__WORK INSTRUCTIONS__
**A.** In the text-to-video notebook, which two trained classes are listed?
**B.** Please rewrite the settings block in the text-to-video notebook that starts with "n_channels" as a short list.
**C.** Reproduce a portion of the text-to-video notebook word for word. Begin at the words "current_path = !pwd" and stop after "load saved state.".

__EXCERPT TO READ__
# Text To Video

In this notebook the project will be exposed with its normal operating mode.

First let's import the Generator Model.

In [1]:
from mocogan.models import VideoGenerator

n_channels      = 3
dim_z_content   = 50
dim_z_category  = 2 #101
dim_z_motion    = 10
video_length    = 16
cuda            = True

trained_classes = {"Surfing" : 1, "PlayingPiano": 2}

gen = VideoGenerator(n_channels, dim_z_content, dim_z_category, dim_z_motion, video_length, cuda, class_to_idx = trained_classes)

## Paths
Let's define paths to retrieve model state

In [2]:
import os

current_path = !pwd
current_path = current_path[0]

trained_path = os.path.join(current_path, 'mocogan', 'trained_models')

## Load saved State
Now load saved state.

In [3]:
from mocogan.trainer import loadState

loadState(80, gen, path = trained_path)

__EXTRACTED RECORDS__

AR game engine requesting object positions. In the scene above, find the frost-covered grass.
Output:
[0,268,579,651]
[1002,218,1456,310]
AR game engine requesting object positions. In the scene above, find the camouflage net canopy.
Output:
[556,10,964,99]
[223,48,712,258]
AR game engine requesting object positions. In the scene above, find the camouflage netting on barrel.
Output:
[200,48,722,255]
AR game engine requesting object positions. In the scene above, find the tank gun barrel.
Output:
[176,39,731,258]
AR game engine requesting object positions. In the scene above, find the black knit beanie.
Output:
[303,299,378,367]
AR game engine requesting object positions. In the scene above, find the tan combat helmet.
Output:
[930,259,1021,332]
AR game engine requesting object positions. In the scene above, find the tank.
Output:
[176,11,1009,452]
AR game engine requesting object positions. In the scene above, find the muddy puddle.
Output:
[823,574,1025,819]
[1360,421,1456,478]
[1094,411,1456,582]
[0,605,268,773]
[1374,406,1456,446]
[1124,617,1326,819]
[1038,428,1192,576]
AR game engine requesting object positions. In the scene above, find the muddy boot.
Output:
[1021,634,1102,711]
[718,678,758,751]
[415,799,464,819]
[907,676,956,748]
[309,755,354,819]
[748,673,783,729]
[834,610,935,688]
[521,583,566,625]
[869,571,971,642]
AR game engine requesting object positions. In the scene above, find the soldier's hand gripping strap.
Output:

...

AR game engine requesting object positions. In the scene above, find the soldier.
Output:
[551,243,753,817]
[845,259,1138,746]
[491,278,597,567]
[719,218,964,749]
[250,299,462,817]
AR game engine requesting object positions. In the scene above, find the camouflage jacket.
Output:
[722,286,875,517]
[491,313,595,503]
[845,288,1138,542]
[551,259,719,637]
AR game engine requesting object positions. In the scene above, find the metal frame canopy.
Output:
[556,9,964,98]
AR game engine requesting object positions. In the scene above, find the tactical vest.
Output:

__ANSWERS BY TASK__
**A.** Surfing and PlayingPiano.

**B.**
- Channels: 3
- Content dimension: 50
- Category dimension: 2
- Motion dimension: 10
- Video length: 16
- CUDA: enabled

**C.**
current_path = !pwd
current_path = current_path[0]

trained_path = os.path.join(current_path, 'mocogan', 'trained_models')

## Load saved State
Now load saved state.